List each line of the records below in which the word "black" appears, copying the lines in full.

** Supplied material **
((

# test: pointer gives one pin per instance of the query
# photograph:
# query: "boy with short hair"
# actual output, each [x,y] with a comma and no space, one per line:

))
((

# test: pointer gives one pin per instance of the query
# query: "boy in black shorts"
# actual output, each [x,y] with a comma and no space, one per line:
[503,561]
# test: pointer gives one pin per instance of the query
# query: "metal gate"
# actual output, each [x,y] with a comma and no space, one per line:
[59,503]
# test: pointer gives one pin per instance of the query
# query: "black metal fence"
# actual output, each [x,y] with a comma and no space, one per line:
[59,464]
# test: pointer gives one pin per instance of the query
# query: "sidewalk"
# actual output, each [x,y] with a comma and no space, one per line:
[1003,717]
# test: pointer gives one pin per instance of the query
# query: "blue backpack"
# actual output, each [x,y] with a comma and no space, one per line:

))
((

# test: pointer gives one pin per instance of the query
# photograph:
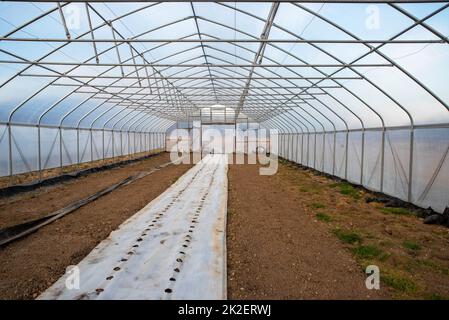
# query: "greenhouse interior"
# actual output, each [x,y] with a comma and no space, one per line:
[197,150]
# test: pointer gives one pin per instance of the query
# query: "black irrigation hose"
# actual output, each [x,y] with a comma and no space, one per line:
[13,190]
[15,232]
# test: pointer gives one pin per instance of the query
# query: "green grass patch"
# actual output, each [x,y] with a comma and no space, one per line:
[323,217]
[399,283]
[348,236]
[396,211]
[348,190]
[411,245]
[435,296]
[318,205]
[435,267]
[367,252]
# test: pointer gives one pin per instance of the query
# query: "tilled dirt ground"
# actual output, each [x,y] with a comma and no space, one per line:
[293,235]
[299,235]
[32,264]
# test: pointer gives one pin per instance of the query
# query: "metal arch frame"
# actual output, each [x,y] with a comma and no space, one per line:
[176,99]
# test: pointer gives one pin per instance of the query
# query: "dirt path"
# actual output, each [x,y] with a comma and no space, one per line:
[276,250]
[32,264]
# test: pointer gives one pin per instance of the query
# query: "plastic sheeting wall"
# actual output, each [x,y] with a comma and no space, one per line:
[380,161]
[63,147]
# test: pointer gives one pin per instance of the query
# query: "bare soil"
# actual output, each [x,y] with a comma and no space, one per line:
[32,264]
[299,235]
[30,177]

))

** Task response **
# query: "boy in black shorts"
# query: "black metal fence"
# query: "black irrigation hose"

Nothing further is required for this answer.